=== SUPPLIED MATERIAL ===
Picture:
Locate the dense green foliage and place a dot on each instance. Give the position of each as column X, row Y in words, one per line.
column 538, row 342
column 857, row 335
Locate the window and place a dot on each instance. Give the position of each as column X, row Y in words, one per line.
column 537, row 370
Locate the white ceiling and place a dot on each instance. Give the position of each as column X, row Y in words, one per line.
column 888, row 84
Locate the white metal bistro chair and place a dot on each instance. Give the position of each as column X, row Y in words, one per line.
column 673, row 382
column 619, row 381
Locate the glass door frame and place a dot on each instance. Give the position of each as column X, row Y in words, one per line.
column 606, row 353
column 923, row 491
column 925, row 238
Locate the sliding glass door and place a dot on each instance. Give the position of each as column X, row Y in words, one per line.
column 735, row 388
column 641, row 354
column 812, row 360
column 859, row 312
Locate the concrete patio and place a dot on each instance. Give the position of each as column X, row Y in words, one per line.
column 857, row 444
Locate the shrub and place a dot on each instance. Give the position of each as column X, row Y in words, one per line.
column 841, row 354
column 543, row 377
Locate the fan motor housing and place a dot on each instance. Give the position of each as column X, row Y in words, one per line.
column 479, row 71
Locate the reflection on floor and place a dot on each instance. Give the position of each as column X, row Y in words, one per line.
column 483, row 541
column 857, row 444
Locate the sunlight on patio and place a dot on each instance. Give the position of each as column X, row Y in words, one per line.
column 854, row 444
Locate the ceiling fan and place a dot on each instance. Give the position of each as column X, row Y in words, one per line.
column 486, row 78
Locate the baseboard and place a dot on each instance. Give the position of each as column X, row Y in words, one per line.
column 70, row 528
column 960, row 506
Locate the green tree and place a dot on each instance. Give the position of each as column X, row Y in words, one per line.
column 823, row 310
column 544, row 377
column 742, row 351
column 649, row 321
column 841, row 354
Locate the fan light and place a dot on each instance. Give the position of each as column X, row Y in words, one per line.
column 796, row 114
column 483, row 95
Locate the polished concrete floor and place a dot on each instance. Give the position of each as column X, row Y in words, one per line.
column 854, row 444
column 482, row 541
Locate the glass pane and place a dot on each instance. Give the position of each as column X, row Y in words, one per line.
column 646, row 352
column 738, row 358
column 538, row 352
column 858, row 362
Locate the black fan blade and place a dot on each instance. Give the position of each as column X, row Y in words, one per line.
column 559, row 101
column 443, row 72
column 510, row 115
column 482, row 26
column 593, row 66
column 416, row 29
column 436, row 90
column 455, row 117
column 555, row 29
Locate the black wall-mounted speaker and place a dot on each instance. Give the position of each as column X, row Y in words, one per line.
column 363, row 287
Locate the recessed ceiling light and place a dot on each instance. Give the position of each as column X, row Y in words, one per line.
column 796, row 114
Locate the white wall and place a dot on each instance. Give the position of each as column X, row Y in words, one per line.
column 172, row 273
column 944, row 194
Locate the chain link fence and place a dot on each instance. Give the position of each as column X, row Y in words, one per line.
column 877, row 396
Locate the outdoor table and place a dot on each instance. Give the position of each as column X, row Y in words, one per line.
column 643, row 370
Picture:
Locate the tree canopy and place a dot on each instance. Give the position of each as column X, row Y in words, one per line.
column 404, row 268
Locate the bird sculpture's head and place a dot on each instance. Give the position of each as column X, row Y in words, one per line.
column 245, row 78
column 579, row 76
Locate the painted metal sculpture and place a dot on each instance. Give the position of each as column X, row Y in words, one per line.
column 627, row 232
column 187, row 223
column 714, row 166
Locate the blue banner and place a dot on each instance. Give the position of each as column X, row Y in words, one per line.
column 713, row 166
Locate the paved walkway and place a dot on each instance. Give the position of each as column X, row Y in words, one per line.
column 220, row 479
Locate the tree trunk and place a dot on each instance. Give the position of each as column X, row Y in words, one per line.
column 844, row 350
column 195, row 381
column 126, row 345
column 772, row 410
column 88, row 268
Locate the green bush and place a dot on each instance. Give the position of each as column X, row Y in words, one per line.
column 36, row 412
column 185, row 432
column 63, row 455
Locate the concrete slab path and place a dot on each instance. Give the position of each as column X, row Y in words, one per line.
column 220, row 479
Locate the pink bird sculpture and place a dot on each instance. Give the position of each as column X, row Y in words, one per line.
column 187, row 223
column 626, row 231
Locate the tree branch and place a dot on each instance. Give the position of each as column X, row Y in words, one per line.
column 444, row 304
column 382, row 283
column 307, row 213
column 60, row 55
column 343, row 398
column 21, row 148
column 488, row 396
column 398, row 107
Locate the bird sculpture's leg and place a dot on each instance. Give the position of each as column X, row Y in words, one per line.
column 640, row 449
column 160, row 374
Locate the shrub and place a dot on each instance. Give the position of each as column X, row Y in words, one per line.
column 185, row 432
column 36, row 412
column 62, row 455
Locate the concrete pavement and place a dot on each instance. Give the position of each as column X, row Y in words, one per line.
===
### YOUR INSTRUCTIONS
Show the data once more, exactly as it was written.

### EXERCISE RESPONSE
Picture:
Locate the dense green foliage and place a dot on each instance. Give the position of each as column X, row Y in words, one per line.
column 538, row 342
column 857, row 335
Locate the window and place a dot on each instance. Give the position of each as column X, row Y in words, one per line.
column 537, row 370
Locate the white ceiling and place a dot on each instance. Give the position of each as column X, row Y in words, one per line.
column 888, row 84
Locate the white metal bistro chair and place a dot on each instance. Give the position of each as column X, row Y in words, one per line.
column 673, row 382
column 619, row 381
Locate the glass door frame and place a dot on each instance. Give the position of each as column X, row Y in words, one per line.
column 606, row 353
column 923, row 491
column 925, row 238
Locate the sliding glass door and place a dot on each instance. Give the position of each as column X, row Y in words, one per line.
column 735, row 388
column 641, row 354
column 812, row 360
column 859, row 312
Locate the concrete patio and place a dot on each instance. Give the position of each as column X, row Y in words, one per line.
column 857, row 444
Locate the shrub and place a dot on each instance. Give the position of each as column X, row Y in words, one per line.
column 841, row 354
column 543, row 377
Locate the fan motor housing and place a dot on each instance. Give the position of each as column X, row Y in words, one per line.
column 479, row 71
Locate the reflection on floor and place a dot on each instance. Give the position of each as column X, row Y in words, one per line.
column 483, row 541
column 857, row 444
Locate the sunlight on patio and place a dot on each instance. Give the position of each as column X, row Y in words, one per line.
column 854, row 444
Locate the ceiling fan and place a dot on each instance. Give the position of each as column X, row Y in words, one per line.
column 486, row 78
Locate the baseboard and place a dot on each instance. Give the position of each as column X, row Y in words, one per line.
column 70, row 528
column 960, row 506
Locate the green tree and place a dot on each instance. Give the position of each as column X, row Y in words, one per line.
column 823, row 310
column 544, row 377
column 742, row 351
column 649, row 321
column 841, row 354
Locate the fan light and place a dot on each instance. Give the position of each as column X, row Y in words, one per line.
column 796, row 114
column 483, row 95
Locate the polished concrete floor and place a dot on each instance. Give the position of each as column X, row Y in words, one per line.
column 854, row 444
column 482, row 541
Locate the glass pane and place a dot on each instance. Give the position of each as column X, row Y in words, one per line.
column 646, row 352
column 738, row 358
column 538, row 352
column 858, row 362
Locate the black fan blade and place a dot on each instance. Give the position of each as column X, row Y in words, one per line.
column 559, row 101
column 443, row 72
column 510, row 115
column 482, row 26
column 593, row 66
column 416, row 29
column 436, row 90
column 455, row 117
column 555, row 29
Locate the black wall-mounted speaker and place a dot on each instance. Give the position of each as column X, row Y in words, one per line.
column 363, row 287
Locate the recessed ceiling light and place a dot on each instance. Give the position of each as column X, row Y in words, one per line.
column 796, row 114
Locate the white wall and place a dot on each instance. Give the position of each as column X, row Y in words, one per line.
column 172, row 273
column 944, row 194
Locate the chain link fence and place a dot on each instance. Give the position of each as column X, row Y in words, one per line.
column 877, row 396
Locate the outdoor table and place a dot on each instance. Give the position of each as column X, row Y in words, one per line.
column 643, row 370
Picture:
Locate the tree canopy and place a dot on each instance. Give the position of each as column X, row Y in words, one per line.
column 404, row 268
Locate the bird sculpture's head and place a dot on each instance. Give the position of each as column X, row Y in words, one per line.
column 245, row 78
column 579, row 76
Locate the painted metal sculpture and place a dot on each instance. Give the position of each as column X, row Y in words, one per line.
column 627, row 232
column 187, row 223
column 714, row 166
Locate the blue banner and place a dot on each instance. Give the position of each as column X, row Y in words, one per line.
column 713, row 166
Locate the paved walkway and place a dot on each instance. Give the position of each as column X, row Y in words, one per line.
column 220, row 479
Locate the tree trunk and place a dot on each instance. Give the position of each as column X, row Y in words, one per line.
column 844, row 350
column 195, row 381
column 126, row 345
column 772, row 410
column 88, row 268
Locate the green bush and place a dot on each instance. Give the position of each as column X, row Y in words, one per line.
column 36, row 412
column 185, row 432
column 63, row 455
Locate the concrete slab path and place a dot on each instance. Give the position of each as column X, row Y in words, one per line.
column 220, row 479
Locate the pink bird sculpture and place a dot on each instance. Give the position of each as column X, row Y in words, one per line.
column 187, row 223
column 626, row 231
Locate the tree branch and place a dot on each instance. Give the position of each as column X, row Y in words, one per line.
column 444, row 304
column 382, row 283
column 307, row 213
column 60, row 55
column 343, row 398
column 21, row 148
column 488, row 396
column 398, row 107
Locate the bird sculpture's leg and place a dot on each instance. Give the position of each as column X, row Y in words, one per line.
column 640, row 449
column 160, row 374
Locate the shrub and place a dot on each instance. Give the position of each as column X, row Y in words, one per line.
column 185, row 432
column 36, row 412
column 62, row 455
Locate the concrete pavement and place a dot on each instance. Give the position of each as column X, row Y in words, one per line.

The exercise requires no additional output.